# Do this
Please pull every line of text out of the data below, word for word, and leave the pictures out of your answer.

# Records for this exercise
________________________________________

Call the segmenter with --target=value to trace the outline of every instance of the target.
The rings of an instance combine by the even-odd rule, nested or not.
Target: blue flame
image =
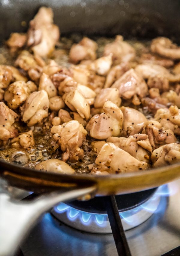
[[[131,223],[136,221],[135,214],[142,209],[149,212],[154,212],[157,210],[158,207],[155,203],[157,197],[168,196],[170,195],[173,194],[176,192],[176,189],[170,190],[167,185],[160,187],[156,192],[151,199],[141,205],[134,209],[119,213],[121,217],[124,219],[127,222]],[[103,226],[104,220],[108,217],[107,214],[96,214],[90,213],[79,210],[77,210],[66,204],[61,203],[55,208],[57,213],[66,212],[67,216],[70,220],[73,221],[77,218],[83,225],[87,226],[90,224],[92,221],[95,222],[97,225],[100,227]]]

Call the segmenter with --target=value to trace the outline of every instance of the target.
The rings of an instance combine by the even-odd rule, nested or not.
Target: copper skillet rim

________________________________________

# Exercise response
Call the segmenter with --target=value to trace the outline of every instance of the target.
The rings of an instance combine by the even-odd rule, nested or not.
Target: blue flame
image =
[[[131,223],[136,221],[135,214],[142,209],[149,212],[154,212],[157,210],[158,207],[155,203],[157,197],[168,196],[170,195],[173,194],[176,192],[176,189],[170,190],[167,185],[160,187],[156,192],[151,199],[141,205],[134,209],[119,213],[121,217],[124,219],[127,222]],[[103,226],[104,220],[108,217],[107,214],[96,214],[90,213],[79,210],[77,210],[66,204],[61,203],[55,208],[57,213],[66,212],[67,216],[70,220],[73,221],[77,218],[83,225],[87,226],[90,224],[92,221],[95,222],[97,225],[100,227]]]

Call the segmenter with --target=value to trace the outline of every instance of the target.
The rings of an instance combine by the even-odd rule, nested or not.
Target: copper skillet rim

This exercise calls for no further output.